Your task is to write out exactly the lines from the line containing "Target: asphalt road" through the end of the records, inclusive at both ends.
— BEGIN ENTRIES SHOWN —
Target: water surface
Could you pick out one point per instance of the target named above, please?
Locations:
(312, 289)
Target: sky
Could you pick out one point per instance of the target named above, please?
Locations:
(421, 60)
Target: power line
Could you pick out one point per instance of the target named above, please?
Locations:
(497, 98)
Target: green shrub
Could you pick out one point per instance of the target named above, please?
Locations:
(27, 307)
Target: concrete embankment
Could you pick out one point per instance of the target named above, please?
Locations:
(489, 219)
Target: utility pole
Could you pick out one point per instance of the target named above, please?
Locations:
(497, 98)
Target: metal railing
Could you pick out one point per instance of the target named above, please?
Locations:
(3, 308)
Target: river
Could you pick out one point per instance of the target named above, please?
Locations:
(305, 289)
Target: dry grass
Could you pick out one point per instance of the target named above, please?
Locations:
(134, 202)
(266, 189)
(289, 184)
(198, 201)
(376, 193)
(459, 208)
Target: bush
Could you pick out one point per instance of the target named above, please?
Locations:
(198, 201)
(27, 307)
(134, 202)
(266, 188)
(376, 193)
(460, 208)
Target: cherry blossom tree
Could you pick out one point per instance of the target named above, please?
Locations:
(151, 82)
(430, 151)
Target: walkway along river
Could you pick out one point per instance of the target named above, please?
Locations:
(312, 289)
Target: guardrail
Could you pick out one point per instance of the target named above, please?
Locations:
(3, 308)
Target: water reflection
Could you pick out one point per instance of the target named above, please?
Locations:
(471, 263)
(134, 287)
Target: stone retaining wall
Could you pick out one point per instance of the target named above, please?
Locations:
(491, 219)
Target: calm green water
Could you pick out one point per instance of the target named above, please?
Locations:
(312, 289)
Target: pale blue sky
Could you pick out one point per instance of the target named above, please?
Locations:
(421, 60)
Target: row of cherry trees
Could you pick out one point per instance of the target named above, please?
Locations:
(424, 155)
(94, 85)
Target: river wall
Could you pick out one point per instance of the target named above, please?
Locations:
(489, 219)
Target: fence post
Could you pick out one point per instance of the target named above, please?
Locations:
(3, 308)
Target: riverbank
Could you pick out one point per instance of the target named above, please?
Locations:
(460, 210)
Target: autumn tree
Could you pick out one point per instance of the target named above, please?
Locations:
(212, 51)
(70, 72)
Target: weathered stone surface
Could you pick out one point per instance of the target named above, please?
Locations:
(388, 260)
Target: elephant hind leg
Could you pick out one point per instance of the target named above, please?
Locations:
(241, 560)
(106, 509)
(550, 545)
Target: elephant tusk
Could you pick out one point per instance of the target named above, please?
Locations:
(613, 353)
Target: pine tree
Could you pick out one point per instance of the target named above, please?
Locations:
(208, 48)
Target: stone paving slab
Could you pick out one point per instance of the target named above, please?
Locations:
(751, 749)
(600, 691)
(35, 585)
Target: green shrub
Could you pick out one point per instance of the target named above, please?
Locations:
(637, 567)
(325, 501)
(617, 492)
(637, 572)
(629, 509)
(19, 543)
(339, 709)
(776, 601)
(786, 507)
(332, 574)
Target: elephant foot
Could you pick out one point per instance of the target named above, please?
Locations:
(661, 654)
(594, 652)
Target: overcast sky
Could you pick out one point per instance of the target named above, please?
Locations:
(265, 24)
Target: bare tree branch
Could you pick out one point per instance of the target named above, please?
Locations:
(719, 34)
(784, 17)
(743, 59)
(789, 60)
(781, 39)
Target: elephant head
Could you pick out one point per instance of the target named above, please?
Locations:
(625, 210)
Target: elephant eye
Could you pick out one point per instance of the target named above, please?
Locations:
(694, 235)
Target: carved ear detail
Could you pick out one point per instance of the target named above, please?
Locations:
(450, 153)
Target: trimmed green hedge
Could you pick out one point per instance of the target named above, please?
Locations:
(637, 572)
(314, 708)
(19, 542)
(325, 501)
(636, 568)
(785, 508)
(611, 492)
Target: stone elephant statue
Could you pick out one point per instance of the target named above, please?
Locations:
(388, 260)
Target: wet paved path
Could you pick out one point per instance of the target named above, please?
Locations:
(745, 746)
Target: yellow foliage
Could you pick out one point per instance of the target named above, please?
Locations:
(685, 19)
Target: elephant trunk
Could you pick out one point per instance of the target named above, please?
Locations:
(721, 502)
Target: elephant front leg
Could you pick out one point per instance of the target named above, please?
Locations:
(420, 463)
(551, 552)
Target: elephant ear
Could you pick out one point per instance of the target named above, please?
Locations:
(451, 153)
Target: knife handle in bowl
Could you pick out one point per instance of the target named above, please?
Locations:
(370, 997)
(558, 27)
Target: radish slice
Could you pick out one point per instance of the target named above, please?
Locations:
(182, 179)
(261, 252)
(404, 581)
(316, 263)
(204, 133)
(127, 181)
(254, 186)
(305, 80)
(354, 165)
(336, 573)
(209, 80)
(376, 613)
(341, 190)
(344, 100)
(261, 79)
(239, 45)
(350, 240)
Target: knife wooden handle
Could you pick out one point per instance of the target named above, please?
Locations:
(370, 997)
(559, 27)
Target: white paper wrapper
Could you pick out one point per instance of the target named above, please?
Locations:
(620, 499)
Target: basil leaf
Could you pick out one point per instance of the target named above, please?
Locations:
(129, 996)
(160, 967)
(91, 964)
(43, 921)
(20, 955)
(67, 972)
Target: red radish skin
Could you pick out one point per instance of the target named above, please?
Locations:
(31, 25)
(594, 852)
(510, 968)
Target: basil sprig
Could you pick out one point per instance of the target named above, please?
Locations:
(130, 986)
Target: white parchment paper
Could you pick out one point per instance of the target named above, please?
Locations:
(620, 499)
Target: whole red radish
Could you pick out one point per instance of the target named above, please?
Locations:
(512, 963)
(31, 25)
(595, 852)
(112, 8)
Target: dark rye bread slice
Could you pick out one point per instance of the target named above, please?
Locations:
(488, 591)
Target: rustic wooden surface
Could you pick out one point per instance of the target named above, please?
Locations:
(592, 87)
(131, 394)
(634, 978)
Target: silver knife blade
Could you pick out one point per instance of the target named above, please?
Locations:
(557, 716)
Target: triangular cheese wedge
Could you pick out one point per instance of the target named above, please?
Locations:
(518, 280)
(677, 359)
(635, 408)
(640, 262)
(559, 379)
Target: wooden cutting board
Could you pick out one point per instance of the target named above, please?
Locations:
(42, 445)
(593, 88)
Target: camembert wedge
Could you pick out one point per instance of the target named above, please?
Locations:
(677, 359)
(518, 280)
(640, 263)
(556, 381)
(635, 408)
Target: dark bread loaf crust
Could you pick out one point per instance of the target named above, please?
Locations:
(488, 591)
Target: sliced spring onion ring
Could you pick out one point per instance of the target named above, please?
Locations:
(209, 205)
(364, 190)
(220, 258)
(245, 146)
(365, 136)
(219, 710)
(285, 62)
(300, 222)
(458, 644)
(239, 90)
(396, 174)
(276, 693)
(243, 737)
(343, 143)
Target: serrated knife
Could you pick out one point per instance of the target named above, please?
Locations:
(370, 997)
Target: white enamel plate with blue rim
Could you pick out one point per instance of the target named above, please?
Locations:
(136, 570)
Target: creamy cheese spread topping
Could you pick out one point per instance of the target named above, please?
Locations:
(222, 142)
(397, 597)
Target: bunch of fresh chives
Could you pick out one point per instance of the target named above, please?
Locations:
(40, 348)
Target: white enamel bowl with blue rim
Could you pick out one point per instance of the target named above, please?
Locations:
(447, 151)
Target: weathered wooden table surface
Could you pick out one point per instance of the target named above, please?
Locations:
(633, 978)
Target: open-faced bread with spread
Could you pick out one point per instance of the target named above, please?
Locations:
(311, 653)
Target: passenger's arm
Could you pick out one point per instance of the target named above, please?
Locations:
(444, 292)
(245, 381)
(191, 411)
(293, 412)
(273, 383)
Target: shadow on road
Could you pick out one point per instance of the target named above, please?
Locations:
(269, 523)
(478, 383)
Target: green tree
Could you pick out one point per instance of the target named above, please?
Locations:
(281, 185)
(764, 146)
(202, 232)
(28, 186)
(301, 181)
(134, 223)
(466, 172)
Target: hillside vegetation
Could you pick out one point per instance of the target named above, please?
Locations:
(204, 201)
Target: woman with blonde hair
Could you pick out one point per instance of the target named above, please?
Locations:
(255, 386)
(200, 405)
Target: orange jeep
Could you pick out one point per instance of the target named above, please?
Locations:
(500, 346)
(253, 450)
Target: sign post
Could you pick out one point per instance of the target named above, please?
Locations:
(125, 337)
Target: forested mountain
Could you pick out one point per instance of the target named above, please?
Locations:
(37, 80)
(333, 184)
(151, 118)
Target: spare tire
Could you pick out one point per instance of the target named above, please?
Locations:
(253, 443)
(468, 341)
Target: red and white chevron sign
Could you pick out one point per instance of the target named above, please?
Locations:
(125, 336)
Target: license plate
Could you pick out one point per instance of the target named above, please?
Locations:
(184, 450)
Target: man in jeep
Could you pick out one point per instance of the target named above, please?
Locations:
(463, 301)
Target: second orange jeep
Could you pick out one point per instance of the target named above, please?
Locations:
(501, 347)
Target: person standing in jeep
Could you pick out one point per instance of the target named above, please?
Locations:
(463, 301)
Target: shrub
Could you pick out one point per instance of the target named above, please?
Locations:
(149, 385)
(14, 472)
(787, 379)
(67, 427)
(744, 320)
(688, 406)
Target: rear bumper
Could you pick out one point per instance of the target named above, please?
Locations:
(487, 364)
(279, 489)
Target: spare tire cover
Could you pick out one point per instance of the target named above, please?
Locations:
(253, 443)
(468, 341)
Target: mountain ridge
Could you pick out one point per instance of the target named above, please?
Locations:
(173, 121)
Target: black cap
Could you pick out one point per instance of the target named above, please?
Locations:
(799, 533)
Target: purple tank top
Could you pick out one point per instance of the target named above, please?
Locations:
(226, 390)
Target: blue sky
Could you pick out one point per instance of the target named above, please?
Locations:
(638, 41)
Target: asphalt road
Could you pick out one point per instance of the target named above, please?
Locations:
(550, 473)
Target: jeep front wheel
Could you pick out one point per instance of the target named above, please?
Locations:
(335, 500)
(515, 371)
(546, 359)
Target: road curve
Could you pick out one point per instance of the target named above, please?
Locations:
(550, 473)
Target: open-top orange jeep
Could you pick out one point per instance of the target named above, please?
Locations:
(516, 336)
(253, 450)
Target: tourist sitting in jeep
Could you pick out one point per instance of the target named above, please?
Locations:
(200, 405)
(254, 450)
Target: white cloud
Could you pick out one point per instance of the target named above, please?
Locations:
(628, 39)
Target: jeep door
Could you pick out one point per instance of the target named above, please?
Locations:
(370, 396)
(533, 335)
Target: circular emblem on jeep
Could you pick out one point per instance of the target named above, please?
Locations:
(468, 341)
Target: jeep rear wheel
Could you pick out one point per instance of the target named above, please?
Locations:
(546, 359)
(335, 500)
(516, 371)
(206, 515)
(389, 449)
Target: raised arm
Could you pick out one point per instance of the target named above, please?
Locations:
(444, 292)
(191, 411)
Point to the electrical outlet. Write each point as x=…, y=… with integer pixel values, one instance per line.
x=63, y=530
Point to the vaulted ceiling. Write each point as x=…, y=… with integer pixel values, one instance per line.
— END ENTRIES SHOWN —
- ANSWER FOR THE TASK
Target: asphalt road
Could you pick out one point per instance of the target named above, please?
Locations:
(550, 473)
Target: jeep front wheel
Could you pick out one point per instance of the target named above, please?
Locations:
(335, 500)
(515, 371)
(546, 359)
Target: road curve
Could you pick out one point per instance of the target named above, please?
Locations:
(550, 473)
Target: open-top orange jeep
Could you pick out one point per instance of the target named above, please?
Locations:
(516, 336)
(253, 450)
Target: tourist sitting in jeep
Could you pick out one point per instance of the target named above, please?
Locations:
(200, 405)
(254, 450)
Target: white cloud
Could you pick out one point per instance of the target named above, please?
Locations:
(628, 39)
Target: jeep door
Could you pick out one point per instance of the target named above, please?
Locations:
(370, 396)
(533, 335)
Target: circular emblem on jeep
Could you pick out one point per instance of the target named above, please?
Locations:
(468, 341)
Target: jeep rear wheel
Could you pick out one point per instance of the target named above, please?
Locations:
(546, 359)
(335, 500)
(516, 371)
(206, 515)
(389, 449)
Target: raised arm
Could you pick out one point per instance of the target named above, please?
Locations:
(444, 292)
(191, 411)
Point to the electrical outlet. Write each point as x=…, y=… with integer pixel values, one instance per line.
x=63, y=530
Point to the vaulted ceiling. Write each point as x=…, y=… with integer pixel values, one instance per line.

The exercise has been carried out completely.